[Some records]
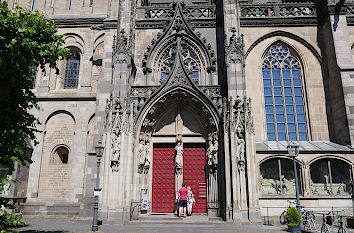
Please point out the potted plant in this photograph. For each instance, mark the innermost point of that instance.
(294, 218)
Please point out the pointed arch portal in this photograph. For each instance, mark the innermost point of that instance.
(179, 118)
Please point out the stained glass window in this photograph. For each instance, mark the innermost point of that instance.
(72, 70)
(189, 58)
(283, 93)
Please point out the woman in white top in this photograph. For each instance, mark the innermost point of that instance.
(190, 201)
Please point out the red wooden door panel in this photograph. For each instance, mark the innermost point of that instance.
(163, 179)
(194, 174)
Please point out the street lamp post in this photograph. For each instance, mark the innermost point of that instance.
(293, 150)
(97, 190)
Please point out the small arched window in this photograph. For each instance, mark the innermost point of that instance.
(190, 59)
(277, 177)
(330, 177)
(72, 69)
(283, 93)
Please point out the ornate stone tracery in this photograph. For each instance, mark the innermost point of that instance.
(179, 27)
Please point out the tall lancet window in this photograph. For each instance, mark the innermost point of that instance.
(283, 93)
(190, 59)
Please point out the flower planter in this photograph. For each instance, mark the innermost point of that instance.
(293, 228)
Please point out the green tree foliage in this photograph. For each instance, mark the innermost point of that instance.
(27, 39)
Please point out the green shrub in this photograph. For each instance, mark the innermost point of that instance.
(293, 216)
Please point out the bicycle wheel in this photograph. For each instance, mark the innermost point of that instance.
(282, 218)
(325, 229)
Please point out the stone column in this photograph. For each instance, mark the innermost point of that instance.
(178, 164)
(345, 63)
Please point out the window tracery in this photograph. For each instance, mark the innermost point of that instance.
(72, 70)
(283, 93)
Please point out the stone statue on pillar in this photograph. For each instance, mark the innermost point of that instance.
(116, 135)
(179, 156)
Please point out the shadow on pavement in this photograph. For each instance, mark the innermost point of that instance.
(34, 231)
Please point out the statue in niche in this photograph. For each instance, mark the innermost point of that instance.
(116, 144)
(240, 143)
(179, 155)
(241, 149)
(143, 160)
(116, 134)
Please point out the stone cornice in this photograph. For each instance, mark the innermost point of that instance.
(285, 14)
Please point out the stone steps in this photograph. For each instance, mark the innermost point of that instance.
(201, 219)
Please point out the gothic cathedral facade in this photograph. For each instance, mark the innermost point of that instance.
(203, 92)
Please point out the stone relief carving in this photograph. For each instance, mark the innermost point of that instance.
(121, 50)
(242, 124)
(117, 121)
(178, 24)
(116, 134)
(179, 157)
(144, 155)
(212, 151)
(241, 154)
(235, 50)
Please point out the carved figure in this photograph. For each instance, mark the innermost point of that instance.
(179, 155)
(141, 152)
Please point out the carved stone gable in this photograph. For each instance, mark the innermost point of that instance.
(179, 26)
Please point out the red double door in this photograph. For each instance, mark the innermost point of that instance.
(163, 179)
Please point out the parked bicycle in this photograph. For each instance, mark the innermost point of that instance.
(308, 220)
(329, 225)
(282, 217)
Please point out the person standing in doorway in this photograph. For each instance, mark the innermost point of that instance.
(183, 196)
(190, 201)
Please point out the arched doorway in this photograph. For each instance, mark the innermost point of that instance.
(183, 134)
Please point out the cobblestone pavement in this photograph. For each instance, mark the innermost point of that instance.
(56, 225)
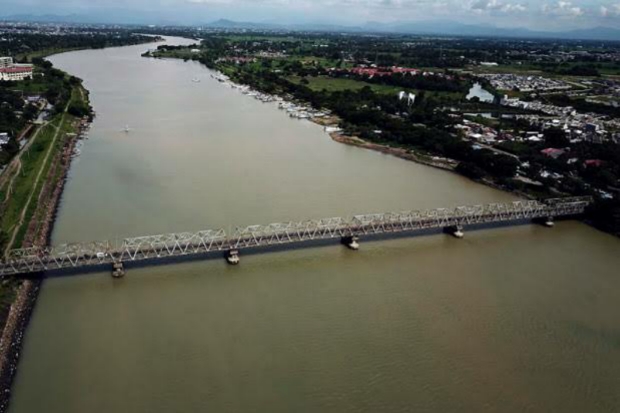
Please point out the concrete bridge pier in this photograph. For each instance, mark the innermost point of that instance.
(118, 270)
(232, 257)
(456, 231)
(351, 242)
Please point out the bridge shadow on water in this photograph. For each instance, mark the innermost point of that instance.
(220, 255)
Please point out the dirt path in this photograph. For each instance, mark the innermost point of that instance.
(22, 217)
(17, 163)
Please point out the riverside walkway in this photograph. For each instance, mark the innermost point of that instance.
(348, 230)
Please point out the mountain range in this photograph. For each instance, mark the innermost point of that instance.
(435, 27)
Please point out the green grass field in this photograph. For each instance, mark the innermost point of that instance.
(333, 84)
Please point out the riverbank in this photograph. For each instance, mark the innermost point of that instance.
(435, 162)
(36, 230)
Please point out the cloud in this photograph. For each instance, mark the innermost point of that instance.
(563, 9)
(497, 6)
(610, 11)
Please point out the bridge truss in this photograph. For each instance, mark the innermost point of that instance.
(83, 255)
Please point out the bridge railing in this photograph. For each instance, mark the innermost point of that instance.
(35, 259)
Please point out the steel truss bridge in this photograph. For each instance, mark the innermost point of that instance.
(159, 247)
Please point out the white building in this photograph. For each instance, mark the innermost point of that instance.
(4, 138)
(16, 72)
(6, 61)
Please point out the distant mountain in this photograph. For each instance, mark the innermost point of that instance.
(451, 28)
(435, 27)
(441, 27)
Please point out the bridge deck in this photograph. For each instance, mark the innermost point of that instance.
(83, 255)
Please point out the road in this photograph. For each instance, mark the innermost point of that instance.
(22, 216)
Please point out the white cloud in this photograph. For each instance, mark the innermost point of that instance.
(609, 11)
(563, 9)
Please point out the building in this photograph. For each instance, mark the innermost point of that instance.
(6, 61)
(553, 152)
(4, 138)
(16, 72)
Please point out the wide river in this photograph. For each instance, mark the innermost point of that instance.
(520, 319)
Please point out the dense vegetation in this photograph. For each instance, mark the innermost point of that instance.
(23, 46)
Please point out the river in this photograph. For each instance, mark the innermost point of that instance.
(506, 320)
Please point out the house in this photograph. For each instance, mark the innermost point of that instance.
(16, 73)
(4, 138)
(592, 163)
(553, 152)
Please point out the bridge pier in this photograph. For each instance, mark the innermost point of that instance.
(456, 231)
(352, 242)
(118, 270)
(232, 257)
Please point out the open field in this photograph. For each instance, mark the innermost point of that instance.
(333, 84)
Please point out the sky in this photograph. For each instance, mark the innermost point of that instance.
(532, 14)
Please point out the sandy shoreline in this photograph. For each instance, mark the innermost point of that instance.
(38, 233)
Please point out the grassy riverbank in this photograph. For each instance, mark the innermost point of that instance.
(29, 194)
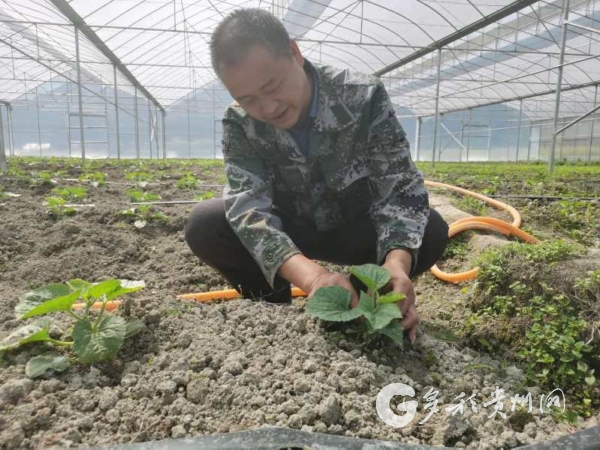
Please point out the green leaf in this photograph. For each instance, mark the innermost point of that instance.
(114, 288)
(391, 297)
(34, 298)
(125, 287)
(34, 332)
(63, 303)
(78, 284)
(332, 303)
(134, 327)
(394, 331)
(38, 365)
(384, 314)
(98, 290)
(94, 345)
(372, 275)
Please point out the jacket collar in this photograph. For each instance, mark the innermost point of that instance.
(332, 112)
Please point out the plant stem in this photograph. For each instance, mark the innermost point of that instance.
(100, 314)
(74, 316)
(61, 343)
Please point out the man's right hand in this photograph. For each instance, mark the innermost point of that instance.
(310, 276)
(334, 279)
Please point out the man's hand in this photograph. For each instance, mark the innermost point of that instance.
(398, 262)
(334, 279)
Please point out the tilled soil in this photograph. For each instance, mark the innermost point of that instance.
(215, 368)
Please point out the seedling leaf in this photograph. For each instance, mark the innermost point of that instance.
(332, 303)
(134, 327)
(38, 365)
(372, 275)
(391, 297)
(31, 299)
(63, 303)
(37, 331)
(98, 344)
(98, 290)
(394, 331)
(384, 314)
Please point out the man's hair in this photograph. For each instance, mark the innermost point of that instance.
(241, 30)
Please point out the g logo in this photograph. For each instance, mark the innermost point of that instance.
(383, 405)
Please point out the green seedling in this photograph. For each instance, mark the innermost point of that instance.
(141, 215)
(70, 193)
(96, 179)
(205, 196)
(138, 195)
(187, 181)
(94, 339)
(57, 208)
(140, 178)
(380, 311)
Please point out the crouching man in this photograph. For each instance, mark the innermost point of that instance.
(318, 168)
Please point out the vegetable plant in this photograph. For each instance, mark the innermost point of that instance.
(380, 310)
(141, 215)
(138, 195)
(94, 339)
(204, 196)
(140, 178)
(187, 181)
(70, 193)
(96, 179)
(56, 208)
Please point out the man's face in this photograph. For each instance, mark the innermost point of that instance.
(272, 89)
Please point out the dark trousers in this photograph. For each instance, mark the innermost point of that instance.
(210, 237)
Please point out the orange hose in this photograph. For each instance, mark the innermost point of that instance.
(480, 223)
(227, 294)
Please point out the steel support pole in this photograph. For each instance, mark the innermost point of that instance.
(10, 132)
(592, 127)
(118, 126)
(469, 134)
(437, 106)
(3, 165)
(37, 107)
(164, 127)
(519, 130)
(567, 7)
(79, 97)
(137, 126)
(150, 129)
(418, 139)
(529, 141)
(189, 128)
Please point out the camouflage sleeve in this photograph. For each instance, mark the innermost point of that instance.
(248, 203)
(400, 208)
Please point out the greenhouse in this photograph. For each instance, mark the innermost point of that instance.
(175, 272)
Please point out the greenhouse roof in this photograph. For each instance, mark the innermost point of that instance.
(486, 51)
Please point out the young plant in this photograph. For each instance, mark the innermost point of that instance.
(187, 181)
(94, 339)
(205, 196)
(141, 215)
(140, 178)
(56, 208)
(138, 195)
(70, 193)
(96, 179)
(380, 311)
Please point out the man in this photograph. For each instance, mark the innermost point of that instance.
(318, 167)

Short exercise:
Would you give again, word for word, every line from the one with "Please point out the man's hair" through the final line of the listing above?

Full output:
Please point out the man's hair in this photograph. For each instance, mark the innermost point of that instance.
(241, 30)
Please point out the g logo in this photograph. For each instance, mark the innermost point of that instance.
(383, 405)
Please point out the green seedling in this photograph. For each instance, mark the innermost point of that instance.
(141, 215)
(70, 193)
(96, 179)
(205, 196)
(138, 195)
(187, 181)
(94, 339)
(57, 208)
(140, 178)
(380, 311)
Please point out the crouching man in this photograph. For each instance, mark the innermost point of that instance.
(318, 168)
Please point out the vegetable plant in this photograph. For each instance, mark the innermost point of that instance.
(380, 310)
(141, 215)
(138, 195)
(94, 339)
(204, 196)
(140, 178)
(187, 181)
(70, 193)
(96, 179)
(56, 208)
Please point out the man's face in this photograph. For each instance, mark the innermost point of that instance.
(272, 89)
Please point out the dark trousers in this photograph. For each instance, mark the innermost point of that instance.
(210, 237)
Please point out the orange hose in this photograph. For each instance, mark the innermost point of that instance.
(480, 223)
(227, 294)
Please point out the steel support pole in this photograph. For each instance, mark the innermost point of that instance.
(10, 132)
(592, 127)
(118, 126)
(469, 134)
(437, 106)
(3, 165)
(37, 107)
(164, 127)
(519, 130)
(567, 7)
(79, 97)
(137, 126)
(150, 129)
(418, 139)
(529, 141)
(189, 128)
Please point out the camouflage sleeve in this photograph. For each instance, mark the innermost point of that instance.
(248, 203)
(400, 208)
Please point out the greenhouse in this photograph. For each instance, mark the innermost point of that instance.
(175, 272)
Please point out the greenhouse roof in this photograph. For each instance, mark the innermost point of that instance.
(486, 51)
Please point out the young plant in this photograph. For each instance, mark the innermost point of that instance.
(187, 181)
(94, 339)
(205, 196)
(141, 215)
(140, 178)
(56, 208)
(138, 195)
(70, 193)
(96, 179)
(380, 311)
Please point out the man in this photograph. For each instance, mark the innermost point of that instance.
(318, 167)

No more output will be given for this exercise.